Given problem 1 - Transcribe the part of the Matterhorn page between "Environment" and "tools) and MinGW.", inclusive.
— BEGIN Provided passage —
Matterhorn is a novel general neuromorphic computing framework based on PyTorch.
Project description
Matterhorn
1 General Introduction
Matterhorn is a novel general neuromorphic computing framework based on PyTorch.
2 Installation
This is the brief one, for complete version you can refer to the tutorial of Matterhorn's installation.
Environment
Python (>= 3.7 and <= 3.9)
PyTorch (>= 1.13.0)
TorchVision (>= 0.14.0)
Requirement Installation
For Windows version you may have to install GCC as well as G++ through Visual Studio (build tools) and MinGW.
Then execute:
git clone https://github.com/xjtuiair-cag/Matterhorn.git
cd Matterhorn
pip install -r requirements.txt
Don't forget to add sudo
prefix if you are not the root user.
Install Matterhorn
By executing commands below to install from PyPI:
pip install matterhorn_pytorch
or by executing commands below to install from repository:
git clone https://github.com/xjtuiair-cag/Matterhorn.git
cd Matterhorn
python3 setup.py develop
Don't forget to add sudo
if you are not the root user.
3 Module Explanation
For the references on specialized variables, functions or modules of SNNs, you can refer to the detailed version of the document.
Terms
ANNs - Artificial Neural Networks
SNNs - Spiking Neural Networks
Neurons in SNNs
As we're all known, the image below describes what ANNs look like.
Operation 1 is synapse function, which uses weights and bias to calculate those values from previous layer to current layer. Commonly used synapse functions are including full connection layer nn.Linear
, convolution layer nn.Conv2D
, etc.
We use an equation to describe the synapse function:
$$Y^{l}=synapse(X^{l-1})$$
Where $l$ here means the number of current layers.
Operation 2 is activation function, which filters information from synapses and sends the filtered information to next layer. Commonly used activation functions are including nn.ReLU
, nn.Sigmoid
, etc.
We use an equation to describe the activation function:
$$X^{l}=activation(Y^{l})$$
In conclusion, each of layers in ANNs has 2 functions. We can build our ANN model in PyTorch by the code below:
import torch.nn as nn
model = nn.Sequential(
nn.Linear(28 * 28, 10),
nn.ReLU()
)
This is a 1-layer MLP. It can take an image with the size of 28x28 as input and classify it into 10 classes. In this example, two equations of ANNs can be represented as below:
$$Y^{l}=W^{l}X^{l-1}+\vec{b}$$
$$X^{l}=ReLU(Y^{l})$$
In SNNs, the synapse equation is the same as that in ANNs. However, functions in soma are no longer like what is in ANNs. In the soma of SNNs, there exists a loop in time. The image below describes what SNNs look like.
Operation 1, the synapse function, calculates spikes from previous layer $O^{l-1}(t)$ thus generates the input potential $X^{l}(t)$.
— END Provided passage —
Given problem 2 - Give the lines of the records below as a Markdown table with the columns "Row" and "Content": one row per line, numbered in order, with blank lines skipped. Leave the pictures out.
— BEGIN Data for processing —
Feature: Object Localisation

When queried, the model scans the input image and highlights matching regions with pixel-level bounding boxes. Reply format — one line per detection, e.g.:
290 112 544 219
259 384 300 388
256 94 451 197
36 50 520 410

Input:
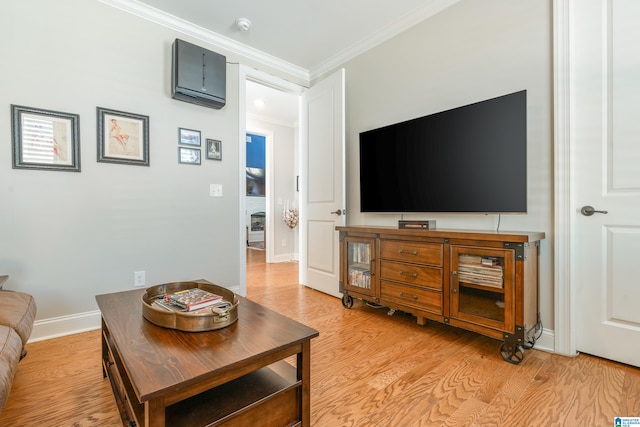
— END Data for processing —
Full answer 1 -
Environment
Python (>= 3.7 and <= 3.9)
PyTorch (>= 1.13.0)
TorchVision (>= 0.14.0)
Requirement Installation
For Windows version you may have to install GCC as well as G++ through Visual Studio (build tools) and MinGW.

Full answer 2 -
| Row | Content |
|---|---|
| 1 | Feature: Object Localisation |
| 2 | When queried, the model scans the input image and highlights matching regions with pixel-level bounding boxes. Reply format — one line per detection, e.g.: |
| 3 | 290 112 544 219 |
| 4 | 259 384 300 388 |
| 5 | 256 94 451 197 |
| 6 | 36 50 520 410 |
| 7 | Input: |